# Records for this task
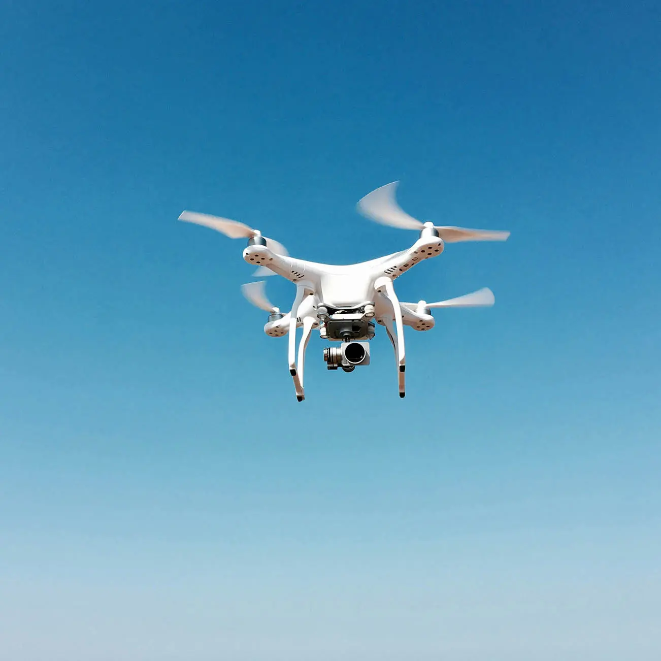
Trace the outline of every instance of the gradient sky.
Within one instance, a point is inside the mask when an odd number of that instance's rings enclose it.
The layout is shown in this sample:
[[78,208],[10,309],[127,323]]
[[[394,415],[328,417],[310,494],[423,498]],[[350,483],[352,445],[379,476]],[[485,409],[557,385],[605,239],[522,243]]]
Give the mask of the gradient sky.
[[[661,9],[0,6],[2,661],[661,658]],[[494,308],[407,397],[242,298],[235,218]],[[293,286],[269,279],[288,309]]]

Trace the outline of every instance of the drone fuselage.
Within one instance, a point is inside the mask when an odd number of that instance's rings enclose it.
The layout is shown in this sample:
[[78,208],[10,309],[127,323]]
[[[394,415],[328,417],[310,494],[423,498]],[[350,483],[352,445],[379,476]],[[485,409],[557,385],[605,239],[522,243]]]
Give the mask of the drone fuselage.
[[348,311],[369,303],[376,306],[376,283],[379,278],[394,280],[416,264],[438,256],[444,247],[443,241],[426,227],[410,248],[358,264],[319,264],[295,259],[277,254],[258,243],[246,247],[243,258],[293,282],[314,297],[315,306]]

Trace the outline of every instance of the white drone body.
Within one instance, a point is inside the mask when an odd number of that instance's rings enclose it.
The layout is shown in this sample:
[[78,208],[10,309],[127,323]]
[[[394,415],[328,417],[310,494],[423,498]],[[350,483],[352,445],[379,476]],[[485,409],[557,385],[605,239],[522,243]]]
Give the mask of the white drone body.
[[[216,229],[233,239],[247,238],[243,258],[260,267],[256,274],[277,274],[296,286],[291,311],[283,314],[264,293],[264,282],[243,285],[243,293],[258,307],[269,312],[264,330],[272,337],[289,334],[288,364],[299,401],[305,399],[303,387],[305,350],[311,332],[318,329],[322,338],[342,342],[342,348],[327,349],[324,358],[329,369],[341,366],[351,371],[357,364],[369,362],[366,340],[374,336],[374,321],[385,328],[395,350],[399,396],[403,397],[406,354],[404,326],[416,330],[434,327],[431,311],[437,307],[468,307],[492,305],[494,295],[488,289],[438,303],[401,303],[393,282],[416,264],[438,256],[445,244],[467,241],[505,241],[509,232],[465,229],[434,225],[411,217],[398,206],[395,197],[397,182],[381,186],[358,202],[358,209],[377,222],[420,233],[410,248],[360,264],[345,266],[319,264],[290,257],[284,246],[262,236],[258,230],[236,221],[184,212],[180,220]],[[302,328],[298,344],[297,330]],[[354,345],[349,347],[349,344]],[[345,356],[346,354],[346,356]],[[341,363],[341,364],[340,364]]]

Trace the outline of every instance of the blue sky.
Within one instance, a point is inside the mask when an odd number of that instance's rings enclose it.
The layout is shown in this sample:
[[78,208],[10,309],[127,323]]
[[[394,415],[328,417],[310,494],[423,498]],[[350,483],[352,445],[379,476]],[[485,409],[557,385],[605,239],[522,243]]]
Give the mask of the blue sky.
[[[656,660],[659,5],[6,2],[0,659]],[[298,404],[248,223],[405,300]],[[269,279],[288,308],[293,287]]]

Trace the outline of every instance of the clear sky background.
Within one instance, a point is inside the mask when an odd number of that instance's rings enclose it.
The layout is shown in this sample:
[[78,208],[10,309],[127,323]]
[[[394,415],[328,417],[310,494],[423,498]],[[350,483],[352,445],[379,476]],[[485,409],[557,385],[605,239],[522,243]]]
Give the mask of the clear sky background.
[[[661,658],[657,2],[0,6],[2,661]],[[242,298],[247,222],[491,309],[372,364]],[[270,278],[288,309],[293,286]]]

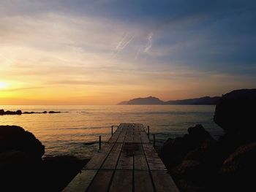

# Given problem
Count the lines in the entries above that contain the string "every", matching case exactly. Reply with the number alone.

# Written answer
5